■ **THE REQUEST**
Reproduce the problem statement below about the longest common prefix of rearranged strings, word for word and in full.

Given an array of strings arr[], the task is to find the length of the longest common prefix by rearranging the characters of each string of the given array.

Examples:

Input: arr[] = {“aabdc”, “abcd”, “aacd”}
Output: 3
Explanation: Rearrange characters of each string of the given array such that the array becomes {“acdab”, “acdb”, “acda”}.
Therefore, the longest common prefix of all the strings of the given array is “acd” having length equal to 3.

Input: arr[] = {“abcdef”, “adgfse”, “fhfdd”}
Output: 2
Explanation: Rearrange characters of each string of the given array such that the array becomes {“dfcaeb”, “dfgase”, “dffhd”}.
Therefore, the longest common prefix of all the strings of the given array is “df” having length equal to 2.

■ **RAW RECORDS**

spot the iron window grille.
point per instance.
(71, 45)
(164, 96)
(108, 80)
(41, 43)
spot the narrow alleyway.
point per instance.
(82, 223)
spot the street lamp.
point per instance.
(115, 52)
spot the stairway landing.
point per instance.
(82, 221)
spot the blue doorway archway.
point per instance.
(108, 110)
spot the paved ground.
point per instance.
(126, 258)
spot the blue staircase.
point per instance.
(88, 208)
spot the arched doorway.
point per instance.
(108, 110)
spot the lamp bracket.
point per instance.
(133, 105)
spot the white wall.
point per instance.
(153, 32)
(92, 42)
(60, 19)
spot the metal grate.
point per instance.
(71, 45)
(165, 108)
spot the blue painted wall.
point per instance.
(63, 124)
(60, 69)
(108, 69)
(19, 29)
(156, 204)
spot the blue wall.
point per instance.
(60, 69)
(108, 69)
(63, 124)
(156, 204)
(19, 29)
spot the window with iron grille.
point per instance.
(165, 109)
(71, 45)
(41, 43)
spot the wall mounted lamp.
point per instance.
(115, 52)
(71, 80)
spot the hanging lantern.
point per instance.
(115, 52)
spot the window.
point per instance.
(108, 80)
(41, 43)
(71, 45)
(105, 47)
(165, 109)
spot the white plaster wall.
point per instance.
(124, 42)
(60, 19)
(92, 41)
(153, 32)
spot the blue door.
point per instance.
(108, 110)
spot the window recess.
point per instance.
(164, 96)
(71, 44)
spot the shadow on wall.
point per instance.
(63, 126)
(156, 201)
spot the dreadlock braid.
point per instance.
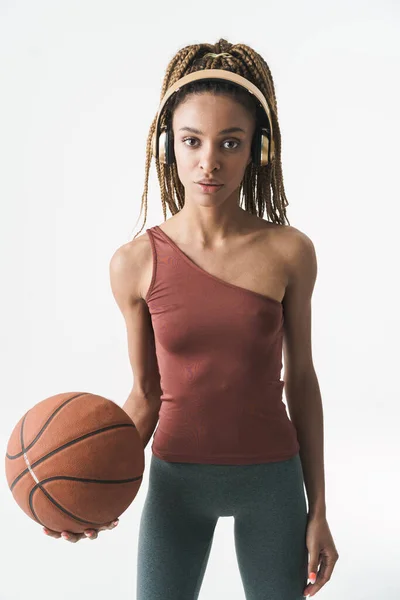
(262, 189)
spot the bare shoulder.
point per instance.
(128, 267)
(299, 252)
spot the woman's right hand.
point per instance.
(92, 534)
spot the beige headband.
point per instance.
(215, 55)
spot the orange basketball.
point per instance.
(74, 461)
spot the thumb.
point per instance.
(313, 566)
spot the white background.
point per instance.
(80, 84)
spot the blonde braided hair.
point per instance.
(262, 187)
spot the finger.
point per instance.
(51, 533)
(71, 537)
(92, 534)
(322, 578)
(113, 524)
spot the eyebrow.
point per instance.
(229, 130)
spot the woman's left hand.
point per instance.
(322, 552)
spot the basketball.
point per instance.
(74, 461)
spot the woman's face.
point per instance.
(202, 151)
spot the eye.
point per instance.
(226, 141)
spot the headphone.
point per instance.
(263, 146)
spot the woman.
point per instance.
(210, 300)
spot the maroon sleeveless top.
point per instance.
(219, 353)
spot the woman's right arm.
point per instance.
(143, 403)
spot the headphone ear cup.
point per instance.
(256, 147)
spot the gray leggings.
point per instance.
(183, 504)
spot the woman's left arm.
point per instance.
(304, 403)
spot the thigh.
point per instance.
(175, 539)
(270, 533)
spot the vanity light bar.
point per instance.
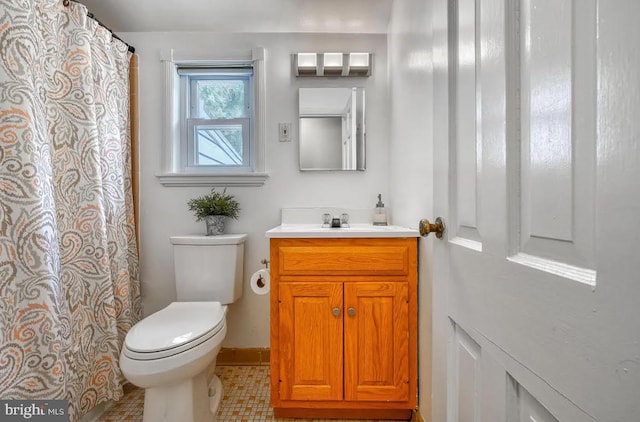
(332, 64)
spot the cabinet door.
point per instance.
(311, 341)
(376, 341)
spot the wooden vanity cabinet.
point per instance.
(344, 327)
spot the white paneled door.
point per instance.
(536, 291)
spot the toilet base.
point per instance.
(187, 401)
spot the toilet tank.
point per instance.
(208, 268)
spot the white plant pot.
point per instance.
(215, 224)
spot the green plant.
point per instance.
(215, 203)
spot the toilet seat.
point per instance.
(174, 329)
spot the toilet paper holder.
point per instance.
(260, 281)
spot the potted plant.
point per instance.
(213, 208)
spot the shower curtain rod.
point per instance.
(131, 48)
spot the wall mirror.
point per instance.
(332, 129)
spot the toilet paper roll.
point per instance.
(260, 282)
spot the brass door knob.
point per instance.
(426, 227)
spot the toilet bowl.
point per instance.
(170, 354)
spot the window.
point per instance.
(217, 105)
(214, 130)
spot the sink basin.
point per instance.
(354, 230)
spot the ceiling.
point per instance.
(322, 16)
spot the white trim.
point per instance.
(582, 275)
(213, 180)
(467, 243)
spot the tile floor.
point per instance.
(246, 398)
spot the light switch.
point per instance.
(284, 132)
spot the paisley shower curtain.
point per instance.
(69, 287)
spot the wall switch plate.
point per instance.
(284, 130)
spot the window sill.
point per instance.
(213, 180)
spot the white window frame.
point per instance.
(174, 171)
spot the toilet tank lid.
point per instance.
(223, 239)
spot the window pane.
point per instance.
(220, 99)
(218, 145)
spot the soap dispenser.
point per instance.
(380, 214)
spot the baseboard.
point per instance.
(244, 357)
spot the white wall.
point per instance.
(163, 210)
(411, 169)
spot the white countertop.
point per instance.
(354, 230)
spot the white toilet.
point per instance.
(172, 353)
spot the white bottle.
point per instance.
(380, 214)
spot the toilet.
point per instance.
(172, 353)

==

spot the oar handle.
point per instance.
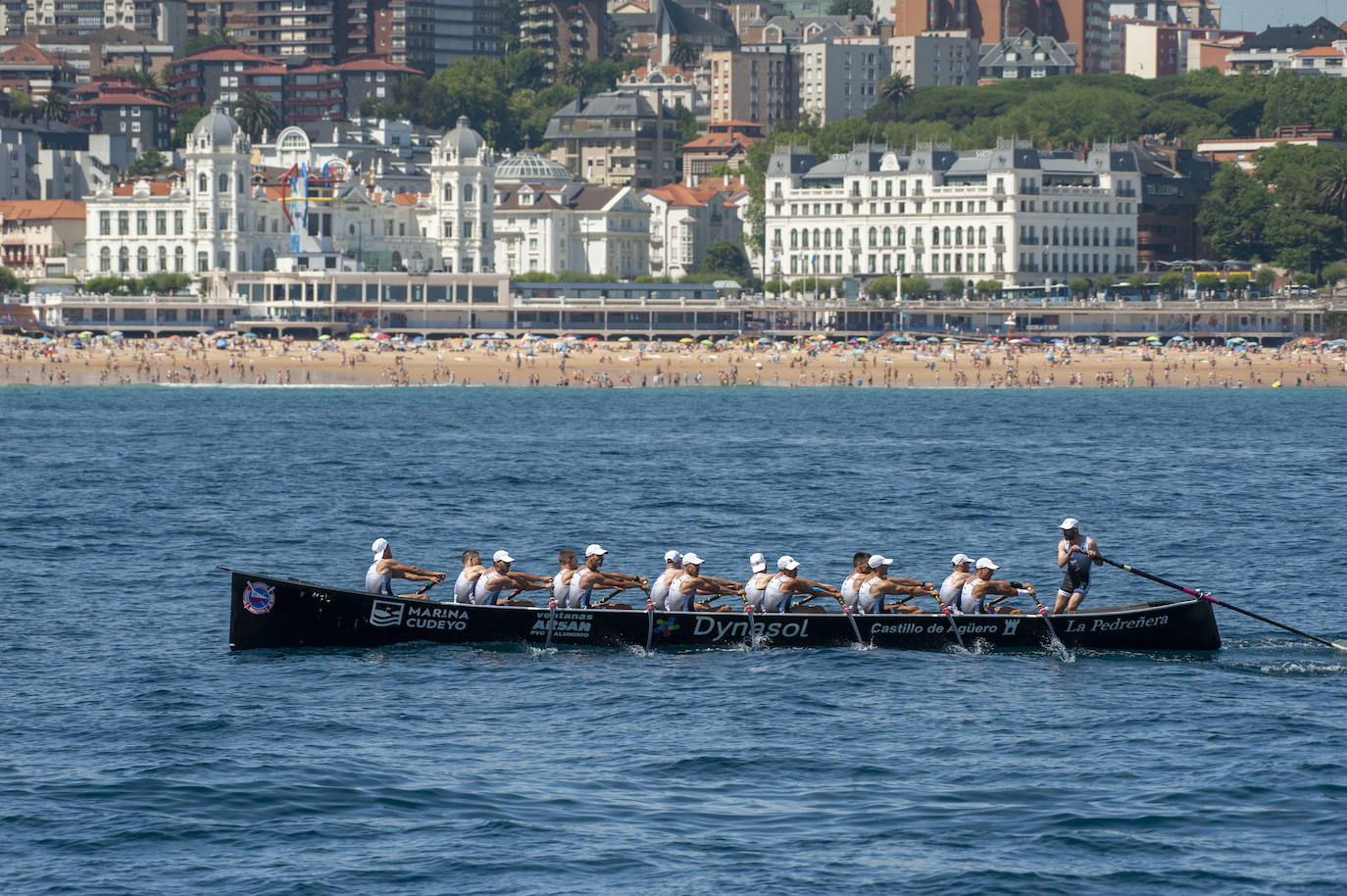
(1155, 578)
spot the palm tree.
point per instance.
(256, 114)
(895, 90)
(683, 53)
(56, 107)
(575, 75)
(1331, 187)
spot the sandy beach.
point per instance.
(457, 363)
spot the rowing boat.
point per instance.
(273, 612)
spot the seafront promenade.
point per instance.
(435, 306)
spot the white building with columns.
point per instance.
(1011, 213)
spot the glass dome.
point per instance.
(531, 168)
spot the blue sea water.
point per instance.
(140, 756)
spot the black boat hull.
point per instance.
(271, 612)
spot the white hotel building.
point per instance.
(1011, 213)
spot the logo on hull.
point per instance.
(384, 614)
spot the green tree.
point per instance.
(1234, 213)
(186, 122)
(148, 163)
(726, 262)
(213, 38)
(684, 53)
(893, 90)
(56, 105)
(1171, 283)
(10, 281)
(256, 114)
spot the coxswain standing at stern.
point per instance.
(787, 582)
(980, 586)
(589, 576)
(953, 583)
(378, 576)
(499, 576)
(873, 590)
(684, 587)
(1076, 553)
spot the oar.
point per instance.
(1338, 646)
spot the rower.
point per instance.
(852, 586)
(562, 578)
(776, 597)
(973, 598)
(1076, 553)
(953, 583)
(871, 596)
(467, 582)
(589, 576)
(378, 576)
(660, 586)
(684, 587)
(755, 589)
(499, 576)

■ **EXERCISE ANSWER**
Given an array of strings arr[], the task is to find the length of the longest common prefix by rearranging the characters of each string of the given array.

Examples:

Input: arr[] = {“aabdc”, “abcd”, “aacd”}
Output: 3
Explanation: Rearrange characters of each string of the given array such that the array becomes {“acdab”, “acdb”, “acda”}.
Therefore, the longest common prefix of all the strings of the given array is “acd” having length equal to 3.

Input: arr[] = {“abcdef”, “adgfse”, “fhfdd”}
Output: 2
Explanation: Rearrange characters of each string of the given array such that the array becomes {“dfcaeb”, “dfgase”, “dffhd”}.
Therefore, the longest common prefix of all the strings of the given array is “df” having length equal to 2.